___ SELECTED PASSAGE ___
These are just some clouds on the horizon. If we do not take care of our fiscal house, we are going to have some long-term issues.
The economic report also talks about what happens if things are not as rosy as presented. That is when it gets really concerning. From now until 2027, believe it or not, the best-case scenario is that we are going to add another $200 billion to our debt. The worst-case scenario is that it is 50% worse, and we are going to add $300 billion to our net debt. I think that is a concern because, next year, the worst-case scenario is a $50-billion deficit.
We keep adding these on, piling these on, and I think a lot of people are looking at this and they are saying, “What am I getting for my money?” A lot of people, in my area, if they are going on a vacation now, if they are lucky enough to be able to afford one, do their level best to avoid Pearson airport. They will try Hamilton. They will try somewhere else, like Kitchener. They do not want the hassles of the Pearson airport.
I think to myself, here we are in one of the wealthiest nations in the world. We should have the best: the best ports, best airports, best infrastructure and best government service. If we want a passport, it should almost be next-day service. Everything is a mess.
Look at immigration. Look at how many unfilled positions there are in our country. Our office is inundated with people who are at the end of their ropes with trying to get somebody to come and work in their businesses. It is just one mistake from immigration, another one and another one. We would like to bring these hard-working people in and let them really put our economy to work.
___
→ TASK LIST:
A - In the passage, rewrite the part that opens with the words containing "These are just" and closes with "a $50-billion deficit.", replacing "fiscal house" with "financial house".
B - According to the passage, how much would be added to net debt by 2027 in the worst-case scenario?
C - Condense the paragraph of the passage that begins "Look at immigration" into a bulleted list that keeps its main facts.
___ DATASET CONTENT ___
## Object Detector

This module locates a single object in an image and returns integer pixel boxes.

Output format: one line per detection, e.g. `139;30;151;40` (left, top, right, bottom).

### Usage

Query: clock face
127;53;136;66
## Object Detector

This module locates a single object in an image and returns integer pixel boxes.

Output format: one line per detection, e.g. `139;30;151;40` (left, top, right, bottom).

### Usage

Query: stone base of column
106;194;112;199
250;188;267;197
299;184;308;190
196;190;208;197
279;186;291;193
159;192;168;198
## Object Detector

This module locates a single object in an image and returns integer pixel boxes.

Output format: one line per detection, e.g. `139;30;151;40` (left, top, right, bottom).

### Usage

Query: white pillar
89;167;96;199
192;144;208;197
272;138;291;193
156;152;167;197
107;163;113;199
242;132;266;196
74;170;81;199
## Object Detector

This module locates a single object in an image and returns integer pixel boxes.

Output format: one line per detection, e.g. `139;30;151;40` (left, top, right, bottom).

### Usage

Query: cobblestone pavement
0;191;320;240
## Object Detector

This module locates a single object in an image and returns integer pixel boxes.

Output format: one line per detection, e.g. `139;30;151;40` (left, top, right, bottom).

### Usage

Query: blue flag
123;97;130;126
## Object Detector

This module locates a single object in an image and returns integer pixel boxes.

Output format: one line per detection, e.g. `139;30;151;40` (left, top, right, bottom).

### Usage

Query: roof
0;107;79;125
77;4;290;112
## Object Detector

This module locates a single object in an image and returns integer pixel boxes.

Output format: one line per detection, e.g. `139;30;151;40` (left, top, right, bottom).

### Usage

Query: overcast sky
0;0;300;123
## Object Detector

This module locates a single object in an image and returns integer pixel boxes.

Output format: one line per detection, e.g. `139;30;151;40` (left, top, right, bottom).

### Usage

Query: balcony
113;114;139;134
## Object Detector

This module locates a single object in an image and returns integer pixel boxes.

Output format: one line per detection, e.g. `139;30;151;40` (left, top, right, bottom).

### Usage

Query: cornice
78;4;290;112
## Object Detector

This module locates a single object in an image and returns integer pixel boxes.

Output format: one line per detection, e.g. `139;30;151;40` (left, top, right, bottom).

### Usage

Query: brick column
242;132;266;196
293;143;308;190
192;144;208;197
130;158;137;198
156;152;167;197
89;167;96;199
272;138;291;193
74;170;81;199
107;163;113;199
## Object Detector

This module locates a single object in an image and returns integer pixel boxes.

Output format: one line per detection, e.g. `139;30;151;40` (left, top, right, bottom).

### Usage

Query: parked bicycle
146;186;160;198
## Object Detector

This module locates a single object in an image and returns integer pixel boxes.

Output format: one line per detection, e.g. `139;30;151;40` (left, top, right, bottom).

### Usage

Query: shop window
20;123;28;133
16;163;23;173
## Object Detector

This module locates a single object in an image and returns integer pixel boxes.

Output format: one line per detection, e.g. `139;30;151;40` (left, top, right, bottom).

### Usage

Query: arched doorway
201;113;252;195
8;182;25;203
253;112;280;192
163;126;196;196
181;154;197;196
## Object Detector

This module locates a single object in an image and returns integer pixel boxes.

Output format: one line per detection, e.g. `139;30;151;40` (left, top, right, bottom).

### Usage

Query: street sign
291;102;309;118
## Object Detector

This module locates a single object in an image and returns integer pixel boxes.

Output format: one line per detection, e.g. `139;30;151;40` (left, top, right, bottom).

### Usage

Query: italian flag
___
→ TASK-BY-TASK SOLUTIONS:
A -
These are just some clouds on the horizon. If we do not take care of our financial house, we are going to have some long-term issues.
The economic report also talks about what happens if things are not as rosy as presented. That is when it gets really concerning. From now until 2027, believe it or not, the best-case scenario is that we are going to add another $200 billion to our debt. The worst-case scenario is that it is 50% worse, and we are going to add $300 billion to our net debt. I think that is a concern because, next year, the worst-case scenario is a $50-billion deficit.

B - $300 billion.

C -
- Many positions in the country are unfilled.
- The speaker's office is inundated with people at the end of their ropes trying to get someone to work in their businesses.
- Immigration makes one mistake after another.
- The speaker wants to bring in hard-working people to put the economy to work.